> [Document passage]
====================
Policy Gradient
Different types of
Assumptions on the Policy Function:
-
Analytical Gradient: We assume that we can calculate the gradient of the policy function analytically for all state-action pairs.
Softmax Policy
Softmax policy weights actions using a linear combination of features $\phi(s,a)^\intercal\theta$. The probability of action is calculated by the normalized value of the exponentiated weight:
$$\pi_\theta(s,a) = \frac{e^{\phi(s,a)^\intercal\theta}}{\sum_{a’} e^{\phi(s,a’)^\intercal\theta}}$$
The score function (gradient of the log probability) becomes:
$$\nabla_\theta \log \pi_\theta(s,a) = \phi(s,a) - \mathbb{E}{\pi\theta}[\phi(s,\cdot)]$$
Gaussian Policy
Gaussian policies model the action distribution as a Gaussian distribution parameterized by mean and variance. They are suitable for continuous action spaces.
For a Gaussian policy with mean $\mu_\theta(s)$ and fixed variance $\sigma^2$:
$$\pi_\theta(a|s) = \frac{1}{\sqrt{2\pi\sigma^2}} \exp\left(-\frac{(a - \mu_\theta(s))^2}{2\sigma^2}\right)$$
The score function is:
$$\nabla_\theta \log \pi_\theta(a|s) = \frac{(a - \mu_\theta(s))}{\sigma^2} \nabla_\theta \mu_\theta(s)$$
Neural Network Policy
Neural network policies use deep networks to parameterize the policy function. The network takes the state as input and outputs action probabilities (discrete) or Gaussian parameters (continuous).
Importance Sampling
When learning from data collected by a different policy (off-policy), we use importance sampling:
$$\mathbb{E}\pi[f(x)] = \mathbb{E}\beta\left[\frac{\pi(x)}{\beta(x)} f(x)\right]$$
The ratio $\frac{\pi(x)}{\beta(x)}$ is called the importance weight.
====================
> [Listing]
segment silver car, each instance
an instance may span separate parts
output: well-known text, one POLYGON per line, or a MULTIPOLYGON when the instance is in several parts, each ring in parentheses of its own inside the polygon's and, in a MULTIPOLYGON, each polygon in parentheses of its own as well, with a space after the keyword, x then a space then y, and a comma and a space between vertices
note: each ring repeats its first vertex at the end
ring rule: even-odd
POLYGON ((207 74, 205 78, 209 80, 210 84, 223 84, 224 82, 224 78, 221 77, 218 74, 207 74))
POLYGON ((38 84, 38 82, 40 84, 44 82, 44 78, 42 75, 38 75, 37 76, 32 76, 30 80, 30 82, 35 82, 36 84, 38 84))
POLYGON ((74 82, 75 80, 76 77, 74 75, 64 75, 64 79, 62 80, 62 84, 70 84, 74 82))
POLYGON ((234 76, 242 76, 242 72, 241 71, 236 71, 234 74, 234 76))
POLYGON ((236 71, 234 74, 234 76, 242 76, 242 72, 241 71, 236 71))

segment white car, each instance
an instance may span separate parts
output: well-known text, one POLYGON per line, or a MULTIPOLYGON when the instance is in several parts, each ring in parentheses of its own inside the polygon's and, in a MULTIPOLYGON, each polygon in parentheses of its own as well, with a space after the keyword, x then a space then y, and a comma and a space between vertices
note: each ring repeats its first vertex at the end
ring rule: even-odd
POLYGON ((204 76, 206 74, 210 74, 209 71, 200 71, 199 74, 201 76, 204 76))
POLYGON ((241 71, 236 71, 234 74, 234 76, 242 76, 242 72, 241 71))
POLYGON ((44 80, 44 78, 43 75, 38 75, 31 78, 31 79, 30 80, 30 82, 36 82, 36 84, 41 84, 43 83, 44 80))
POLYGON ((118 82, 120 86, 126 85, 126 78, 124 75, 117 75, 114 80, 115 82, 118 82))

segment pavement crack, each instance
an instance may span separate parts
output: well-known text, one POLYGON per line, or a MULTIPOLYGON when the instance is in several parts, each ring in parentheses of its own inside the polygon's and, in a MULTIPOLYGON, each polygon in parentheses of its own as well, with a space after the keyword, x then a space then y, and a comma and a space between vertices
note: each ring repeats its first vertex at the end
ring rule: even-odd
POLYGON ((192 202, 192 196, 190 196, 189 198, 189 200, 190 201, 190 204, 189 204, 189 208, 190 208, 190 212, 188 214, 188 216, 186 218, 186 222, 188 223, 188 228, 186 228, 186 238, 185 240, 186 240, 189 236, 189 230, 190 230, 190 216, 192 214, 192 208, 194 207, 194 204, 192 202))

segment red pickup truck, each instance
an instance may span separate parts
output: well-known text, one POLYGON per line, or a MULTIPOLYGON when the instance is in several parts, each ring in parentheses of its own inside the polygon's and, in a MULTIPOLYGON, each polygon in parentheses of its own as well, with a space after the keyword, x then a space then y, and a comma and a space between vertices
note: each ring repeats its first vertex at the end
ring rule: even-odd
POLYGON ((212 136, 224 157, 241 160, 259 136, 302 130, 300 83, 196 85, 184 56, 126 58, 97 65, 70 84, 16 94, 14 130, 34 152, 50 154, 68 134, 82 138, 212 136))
====================
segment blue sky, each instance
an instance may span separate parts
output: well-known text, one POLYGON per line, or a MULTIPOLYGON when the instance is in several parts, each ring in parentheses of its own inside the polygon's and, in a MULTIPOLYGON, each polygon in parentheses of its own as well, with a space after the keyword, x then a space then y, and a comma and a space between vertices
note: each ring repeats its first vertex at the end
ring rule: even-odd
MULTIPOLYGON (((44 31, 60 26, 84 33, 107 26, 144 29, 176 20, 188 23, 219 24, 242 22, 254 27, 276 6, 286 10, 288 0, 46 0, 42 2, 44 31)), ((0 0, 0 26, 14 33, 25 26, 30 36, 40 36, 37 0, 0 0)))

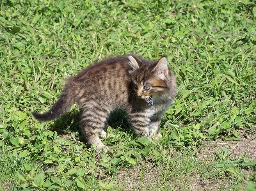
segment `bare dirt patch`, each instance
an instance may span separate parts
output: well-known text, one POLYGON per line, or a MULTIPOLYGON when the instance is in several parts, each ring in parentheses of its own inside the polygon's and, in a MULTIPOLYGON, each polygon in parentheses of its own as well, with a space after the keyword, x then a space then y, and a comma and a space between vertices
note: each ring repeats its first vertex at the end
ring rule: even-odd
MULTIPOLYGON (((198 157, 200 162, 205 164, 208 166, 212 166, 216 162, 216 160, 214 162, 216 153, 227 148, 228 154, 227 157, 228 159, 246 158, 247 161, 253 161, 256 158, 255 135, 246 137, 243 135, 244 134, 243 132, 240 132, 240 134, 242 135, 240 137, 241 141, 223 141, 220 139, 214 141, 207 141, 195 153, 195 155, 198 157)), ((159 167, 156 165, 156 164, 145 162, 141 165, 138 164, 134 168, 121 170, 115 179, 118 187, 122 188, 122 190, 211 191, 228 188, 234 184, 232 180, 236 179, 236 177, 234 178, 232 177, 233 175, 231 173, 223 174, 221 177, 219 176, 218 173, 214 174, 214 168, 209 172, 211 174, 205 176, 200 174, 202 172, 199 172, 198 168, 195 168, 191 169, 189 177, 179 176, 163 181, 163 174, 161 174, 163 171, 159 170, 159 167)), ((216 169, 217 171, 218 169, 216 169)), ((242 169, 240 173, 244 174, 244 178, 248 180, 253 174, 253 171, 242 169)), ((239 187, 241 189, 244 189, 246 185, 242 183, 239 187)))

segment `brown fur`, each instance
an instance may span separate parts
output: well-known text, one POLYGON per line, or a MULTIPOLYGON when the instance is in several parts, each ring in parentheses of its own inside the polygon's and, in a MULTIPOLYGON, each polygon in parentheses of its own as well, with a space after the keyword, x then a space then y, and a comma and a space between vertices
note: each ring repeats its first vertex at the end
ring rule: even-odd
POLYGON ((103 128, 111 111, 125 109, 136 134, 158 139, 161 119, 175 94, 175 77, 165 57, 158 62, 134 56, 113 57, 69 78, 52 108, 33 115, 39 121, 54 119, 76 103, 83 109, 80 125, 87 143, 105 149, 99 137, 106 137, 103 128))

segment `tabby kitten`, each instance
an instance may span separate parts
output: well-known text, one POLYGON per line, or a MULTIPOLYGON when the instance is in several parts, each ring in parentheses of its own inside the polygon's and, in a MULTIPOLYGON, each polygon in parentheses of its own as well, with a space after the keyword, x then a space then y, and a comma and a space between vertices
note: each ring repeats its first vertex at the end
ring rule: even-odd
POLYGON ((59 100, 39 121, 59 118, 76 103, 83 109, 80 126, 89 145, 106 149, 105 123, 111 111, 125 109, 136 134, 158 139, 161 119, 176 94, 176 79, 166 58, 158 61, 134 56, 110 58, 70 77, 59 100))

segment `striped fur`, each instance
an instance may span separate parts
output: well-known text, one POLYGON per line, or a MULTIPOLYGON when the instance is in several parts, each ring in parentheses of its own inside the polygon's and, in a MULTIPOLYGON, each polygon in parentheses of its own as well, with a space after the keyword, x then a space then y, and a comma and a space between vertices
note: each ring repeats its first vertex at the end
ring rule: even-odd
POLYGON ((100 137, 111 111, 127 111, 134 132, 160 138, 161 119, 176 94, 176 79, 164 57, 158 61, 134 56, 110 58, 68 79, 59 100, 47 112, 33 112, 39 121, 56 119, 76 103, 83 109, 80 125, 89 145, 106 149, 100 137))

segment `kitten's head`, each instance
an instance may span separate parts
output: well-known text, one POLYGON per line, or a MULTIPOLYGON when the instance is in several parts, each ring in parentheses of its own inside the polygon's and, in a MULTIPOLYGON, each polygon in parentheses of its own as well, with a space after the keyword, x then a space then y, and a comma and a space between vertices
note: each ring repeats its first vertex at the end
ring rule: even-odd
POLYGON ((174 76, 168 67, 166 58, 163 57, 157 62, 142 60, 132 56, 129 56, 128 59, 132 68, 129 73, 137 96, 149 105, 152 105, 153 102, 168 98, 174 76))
====================
> [Goals]
1. In the policy gradient text, what is the ratio π(x)/β(x) called?
2. Using the policy gradient text, explain in one to three sentences when importance sampling is used and what it does.
3. Please carry on the policy gradient text from its last line.

> [The responses]
1. It is called the importance weight.

2. Importance sampling is used when learning from data collected by a different policy, which is the off-policy case. It rewrites the expectation of f(x) under π as an expectation under β, with each term weighted by the ratio π(x)/β(x).

3.
Baseline
A major issue with vanilla policy gradient is high variance. We can reduce variance by subtracting a baseline $b(s)$ from the return:
$$\nabla_\theta J(\theta) = \mathbb{E}\pi\left[\nabla\theta \log \pi_\theta(a|s) (Q^{\pi}(s,a) - b(s))\right]$$
Common choices for baseline:
- Constant baseline: Average return
- State-dependent baseline: $b(s) = V^{\pi}(s)$
When using $V^{\pi}(s)$ as baseline, the term $(Q^{\pi}(s,a) - V^{\pi}(s))$ is the advantage function $A^{\pi}(s,a)$.
Natural Policy Gradient
Natural Policy Gradient (NPG) addresses the sensitivity to parameterization in vanilla policy gradient. It uses the Fisher Information Matrix to define a more appropriate metric:
$$F = \mathbb{E}\pi\left[\nabla\theta \log \pi_\theta \nabla_\theta \log \pi_\theta^\intercal\right]$$
The natural gradient update:
$$\theta_{k+1} = \theta_k + \alpha F^{-1} \nabla_\theta J(\theta_k)$$
TRPO & PPO
TRPO (Trust Region Policy Optimization) constrains the policy update:
$$\max_\theta \mathbb{E}\left[\frac{\pi_\theta(a|s)}{\pi_{\theta_{old}}(a|s)} A^{\pi_{old}}(s,a)\right] \quad \text{s.t.} \quad D_{KL}(\pi_{\theta_{old}} || \pi_\theta) \leq \delta$$
PPO (Proximal Policy Optimization) simplifies this with a clipped objective:
$$L^{CLIP}(\theta) = \mathbb{E}\left[\min\left(r_t(\theta) A_t, \text{clip}(r_t(\theta), 1-\epsilon, 1+\epsilon) A_t\right)\right]$$
PPO is widely used due to its simplicity and strong performance.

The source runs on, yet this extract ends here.